▶ DIRECTIONS FOR THIS TASK:
Revise the text lines of the material below, replacing every occurrence of "innermost point" with "central point" and leaving everything else unchanged. Omit the pictures from your answer.

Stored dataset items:
-- -- --
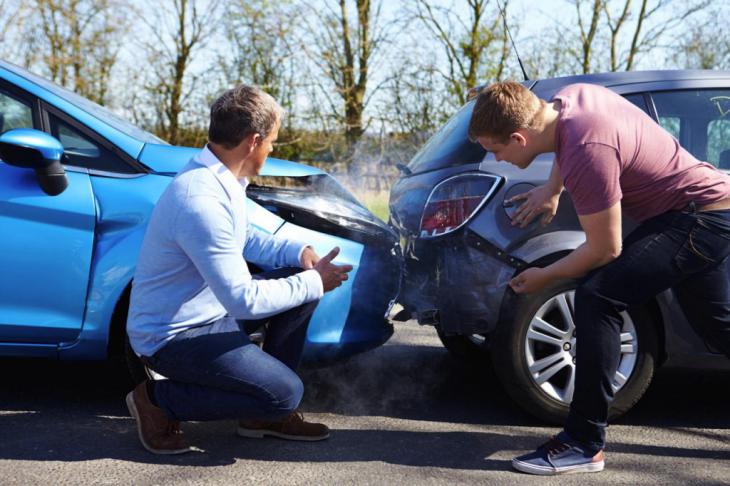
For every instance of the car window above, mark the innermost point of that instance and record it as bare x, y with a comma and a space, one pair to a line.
700, 120
638, 100
14, 113
82, 151
450, 146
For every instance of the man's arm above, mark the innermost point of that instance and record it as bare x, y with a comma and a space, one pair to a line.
602, 245
264, 248
543, 200
205, 231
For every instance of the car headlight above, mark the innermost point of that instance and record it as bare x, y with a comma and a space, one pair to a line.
454, 201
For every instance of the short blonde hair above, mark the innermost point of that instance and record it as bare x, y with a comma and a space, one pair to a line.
503, 108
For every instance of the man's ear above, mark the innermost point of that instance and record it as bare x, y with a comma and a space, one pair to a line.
519, 137
249, 142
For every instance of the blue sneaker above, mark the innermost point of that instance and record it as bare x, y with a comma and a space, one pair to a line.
559, 455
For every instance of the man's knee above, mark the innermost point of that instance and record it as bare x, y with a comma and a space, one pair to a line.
288, 394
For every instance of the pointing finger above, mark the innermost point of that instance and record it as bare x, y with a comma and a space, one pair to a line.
330, 256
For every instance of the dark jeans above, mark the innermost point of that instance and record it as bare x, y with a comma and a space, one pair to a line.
215, 371
685, 250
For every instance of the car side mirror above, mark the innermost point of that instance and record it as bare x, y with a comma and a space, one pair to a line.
33, 149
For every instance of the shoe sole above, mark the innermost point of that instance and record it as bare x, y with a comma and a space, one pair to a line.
526, 467
260, 434
135, 415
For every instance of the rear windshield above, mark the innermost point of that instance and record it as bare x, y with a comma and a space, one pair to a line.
450, 146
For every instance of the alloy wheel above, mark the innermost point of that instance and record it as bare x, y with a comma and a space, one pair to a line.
550, 346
-- -- --
▶ SOLVED EXERCISE:
For every instance of the car window above, mark the central point of that instance and record it as bare x, y with a comma and a space, one pair to a line.
700, 120
638, 100
14, 113
82, 151
450, 146
For every instance of the man's arm above, mark the central point of that instance and record it as bare x, y with a comma and a space, one pair to a line.
602, 245
264, 248
543, 200
205, 231
For every instance of the car headlight above, mark the central point of that instance and record it as bare x, y with a comma and a space, one pair to a line.
454, 201
For every instance of the short blonde hair above, mark the central point of that instance and record it as bare x, y with a comma and a space, one pair to a line.
503, 108
For every instance of the man's ear above, mark the central point of that instance and record it as bare x, y with a comma and a space, one pair to a line.
519, 137
249, 142
For every instance of the blue sneaker above, mark the central point of that instance and record it as bare x, y with a comma and a space, one pair to a line.
559, 455
For every instance of the man's knee above, mark the central point of that instance and record it as bare x, y with a comma and a space, one pair to a line.
288, 394
For every instance of the pointing finger above, mark the central point of that instance and record it as bare x, y with a comma and a space, one pair to a line.
330, 256
For every instance of the dark jeans above, mark the central point of that instance and record it as bare x, y with a comma and a space, one pair to a line.
215, 371
685, 250
For every instance of the car side mirror above, mark the central point of that instance and record it as bare x, y with a comma and a space, one pair to a line.
33, 149
For every instance of the shoe sole above, mark the central point of that instance and record it as bare x, y with a comma and a space, one pair to a line.
526, 467
260, 434
135, 415
For every instance of the rear windshield above, mark the central point of that instance and record it as bare x, y with a comma and a space, one pair to a line.
450, 146
For every instance of the alloy wheel above, mark the central point of that instance and record it as bare x, y with a comma and a space, one pair to a line.
550, 346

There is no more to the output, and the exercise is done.